_Task goal_
Down to the last character, repeat the data that follows.

################

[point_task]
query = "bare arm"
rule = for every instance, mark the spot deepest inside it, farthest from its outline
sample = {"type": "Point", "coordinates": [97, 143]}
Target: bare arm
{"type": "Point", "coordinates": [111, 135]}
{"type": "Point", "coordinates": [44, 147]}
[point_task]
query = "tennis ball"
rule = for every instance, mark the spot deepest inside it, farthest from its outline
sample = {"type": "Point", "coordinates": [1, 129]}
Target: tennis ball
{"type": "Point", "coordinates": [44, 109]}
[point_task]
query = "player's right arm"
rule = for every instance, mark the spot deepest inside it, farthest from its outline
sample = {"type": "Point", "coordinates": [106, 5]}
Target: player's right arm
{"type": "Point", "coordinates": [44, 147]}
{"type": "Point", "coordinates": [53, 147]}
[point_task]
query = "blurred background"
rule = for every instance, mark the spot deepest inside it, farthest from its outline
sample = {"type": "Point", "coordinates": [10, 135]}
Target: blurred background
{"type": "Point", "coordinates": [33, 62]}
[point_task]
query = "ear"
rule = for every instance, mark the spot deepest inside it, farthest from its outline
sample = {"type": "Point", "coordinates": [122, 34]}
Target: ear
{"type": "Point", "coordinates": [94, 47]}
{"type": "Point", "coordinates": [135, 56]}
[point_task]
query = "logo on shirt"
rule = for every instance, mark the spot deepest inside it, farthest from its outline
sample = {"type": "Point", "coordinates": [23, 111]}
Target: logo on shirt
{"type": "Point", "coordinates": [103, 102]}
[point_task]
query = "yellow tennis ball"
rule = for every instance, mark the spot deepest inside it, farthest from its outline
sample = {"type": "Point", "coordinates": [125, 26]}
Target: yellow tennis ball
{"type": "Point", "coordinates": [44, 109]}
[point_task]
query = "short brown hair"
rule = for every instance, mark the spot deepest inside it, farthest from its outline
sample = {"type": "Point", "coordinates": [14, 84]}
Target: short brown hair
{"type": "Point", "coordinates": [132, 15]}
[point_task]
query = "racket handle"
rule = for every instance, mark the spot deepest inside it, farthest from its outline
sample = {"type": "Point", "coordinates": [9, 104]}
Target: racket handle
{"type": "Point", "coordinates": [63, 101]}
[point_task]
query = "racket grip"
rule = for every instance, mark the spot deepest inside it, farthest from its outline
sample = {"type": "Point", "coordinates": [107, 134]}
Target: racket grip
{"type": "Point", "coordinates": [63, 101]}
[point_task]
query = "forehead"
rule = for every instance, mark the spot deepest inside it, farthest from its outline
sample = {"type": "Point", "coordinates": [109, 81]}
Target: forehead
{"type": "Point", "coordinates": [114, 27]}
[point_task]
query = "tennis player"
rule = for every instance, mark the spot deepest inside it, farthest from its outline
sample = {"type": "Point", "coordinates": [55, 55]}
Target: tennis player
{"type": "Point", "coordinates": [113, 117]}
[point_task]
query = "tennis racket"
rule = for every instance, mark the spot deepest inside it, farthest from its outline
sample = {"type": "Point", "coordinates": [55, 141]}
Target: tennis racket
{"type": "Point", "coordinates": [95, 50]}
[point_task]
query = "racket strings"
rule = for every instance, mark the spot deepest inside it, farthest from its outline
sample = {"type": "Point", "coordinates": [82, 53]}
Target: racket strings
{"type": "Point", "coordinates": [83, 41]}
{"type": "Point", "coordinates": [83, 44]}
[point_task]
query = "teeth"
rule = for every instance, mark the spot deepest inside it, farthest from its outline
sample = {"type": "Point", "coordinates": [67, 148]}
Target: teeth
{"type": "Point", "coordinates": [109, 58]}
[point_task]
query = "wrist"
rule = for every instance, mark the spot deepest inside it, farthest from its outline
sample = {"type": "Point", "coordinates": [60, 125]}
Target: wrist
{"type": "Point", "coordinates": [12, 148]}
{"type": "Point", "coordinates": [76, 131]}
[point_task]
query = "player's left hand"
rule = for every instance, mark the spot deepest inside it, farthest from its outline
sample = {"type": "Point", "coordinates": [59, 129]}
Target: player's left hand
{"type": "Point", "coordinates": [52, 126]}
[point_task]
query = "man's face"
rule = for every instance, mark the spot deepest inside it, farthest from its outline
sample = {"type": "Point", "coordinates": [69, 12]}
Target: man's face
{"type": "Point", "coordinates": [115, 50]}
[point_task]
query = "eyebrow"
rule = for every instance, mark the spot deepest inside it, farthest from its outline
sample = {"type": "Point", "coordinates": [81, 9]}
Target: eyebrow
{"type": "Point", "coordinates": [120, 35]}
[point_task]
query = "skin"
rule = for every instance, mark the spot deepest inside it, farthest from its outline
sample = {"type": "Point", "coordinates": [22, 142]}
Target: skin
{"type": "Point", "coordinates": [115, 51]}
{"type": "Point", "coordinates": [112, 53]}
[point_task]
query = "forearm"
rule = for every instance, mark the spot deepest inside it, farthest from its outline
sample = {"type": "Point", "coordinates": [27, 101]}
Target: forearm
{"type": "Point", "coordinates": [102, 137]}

################

_Response_
[point_task]
query = "bare arm"
rule = for every instance, mark the spot deepest inside it, farthest from its outline
sample = {"type": "Point", "coordinates": [97, 143]}
Target: bare arm
{"type": "Point", "coordinates": [111, 135]}
{"type": "Point", "coordinates": [44, 147]}
[point_task]
query = "tennis ball"
rule = for every instance, mark the spot deepest inside it, farthest from its outline
sample = {"type": "Point", "coordinates": [1, 129]}
Target: tennis ball
{"type": "Point", "coordinates": [44, 109]}
[point_task]
query = "player's right arm"
rule = for every instance, mark the spot deepest inside it, farthest from its outline
sample = {"type": "Point", "coordinates": [106, 5]}
Target: player's right arm
{"type": "Point", "coordinates": [44, 147]}
{"type": "Point", "coordinates": [53, 147]}
[point_task]
query = "blurred background"
rule = for every instance, mark the spot deepest inside it, farthest from its outline
sample = {"type": "Point", "coordinates": [10, 135]}
Target: blurred background
{"type": "Point", "coordinates": [33, 62]}
[point_task]
query = "ear"
rule = for every instance, mark the spot deepest inside it, farthest from its outline
sample = {"type": "Point", "coordinates": [122, 34]}
Target: ear
{"type": "Point", "coordinates": [94, 47]}
{"type": "Point", "coordinates": [135, 56]}
[point_task]
query = "logo on shirt"
rule = for every instance, mark the spot deepest inside it, farthest from its outline
sample = {"type": "Point", "coordinates": [23, 111]}
Target: logo on shirt
{"type": "Point", "coordinates": [103, 102]}
[point_task]
query = "yellow tennis ball"
rule = for every instance, mark the spot deepest inside it, farthest from its outline
sample = {"type": "Point", "coordinates": [125, 26]}
Target: yellow tennis ball
{"type": "Point", "coordinates": [44, 109]}
[point_task]
query = "short brown hair"
rule = for every instance, mark the spot deepest inside it, farthest from its outline
sample = {"type": "Point", "coordinates": [14, 84]}
Target: short brown hair
{"type": "Point", "coordinates": [132, 15]}
[point_task]
query = "racket handle"
rule = for every instance, mark the spot deepest inside it, farthest from its outline
sample = {"type": "Point", "coordinates": [9, 104]}
Target: racket handle
{"type": "Point", "coordinates": [63, 101]}
[point_task]
query = "racket grip"
rule = for every instance, mark the spot deepest inside it, farthest from its outline
sample = {"type": "Point", "coordinates": [107, 134]}
Target: racket grip
{"type": "Point", "coordinates": [63, 101]}
[point_task]
query = "forehead"
rule = for every instance, mark the spot deepest inside it, farthest from its outline
sample = {"type": "Point", "coordinates": [109, 81]}
Target: forehead
{"type": "Point", "coordinates": [114, 27]}
[point_task]
query = "tennis player"
rule = for every instance, mark the spot deepest inside it, farthest from its outline
sample = {"type": "Point", "coordinates": [55, 55]}
Target: tennis player
{"type": "Point", "coordinates": [113, 117]}
[point_task]
query = "tennis racket"
rule = for every instance, mark the spot deepest inside it, farthest from its outline
sample = {"type": "Point", "coordinates": [55, 141]}
Target: tennis racket
{"type": "Point", "coordinates": [95, 50]}
[point_task]
query = "racket strings"
rule = for every instance, mark the spot deepest inside it, farthest from its outline
sample = {"type": "Point", "coordinates": [82, 53]}
Target: racket strings
{"type": "Point", "coordinates": [83, 41]}
{"type": "Point", "coordinates": [83, 44]}
[point_task]
query = "teeth"
rule = for every instance, mark the spot deepest inside it, farthest from its outline
sample = {"type": "Point", "coordinates": [67, 148]}
Target: teeth
{"type": "Point", "coordinates": [109, 58]}
[point_task]
query = "wrist"
rule = for every instance, mark the spot deepest inside it, farthest from its outline
sample = {"type": "Point", "coordinates": [60, 125]}
Target: wrist
{"type": "Point", "coordinates": [12, 148]}
{"type": "Point", "coordinates": [76, 131]}
[point_task]
query = "player's left hand"
rule = for every instance, mark the spot deepest inside it, farthest from its outline
sample = {"type": "Point", "coordinates": [59, 129]}
Target: player's left hand
{"type": "Point", "coordinates": [52, 126]}
[point_task]
query = "man's face"
rule = for every instance, mark the spot deepest inside it, farthest from its outline
sample = {"type": "Point", "coordinates": [69, 12]}
Target: man's face
{"type": "Point", "coordinates": [115, 50]}
[point_task]
query = "eyebrow"
rule = for every instance, mark the spot deepest inside it, farthest from its outline
sample = {"type": "Point", "coordinates": [81, 9]}
Target: eyebrow
{"type": "Point", "coordinates": [120, 35]}
[point_task]
query = "skin"
rule = for every instance, mark the spot deepest inside it, farthest from its outline
sample = {"type": "Point", "coordinates": [22, 142]}
Target: skin
{"type": "Point", "coordinates": [115, 51]}
{"type": "Point", "coordinates": [112, 53]}
[point_task]
query = "forearm"
rule = for every instance, mark the spot deepest inside it, farthest from its outline
sample = {"type": "Point", "coordinates": [27, 101]}
Target: forearm
{"type": "Point", "coordinates": [102, 137]}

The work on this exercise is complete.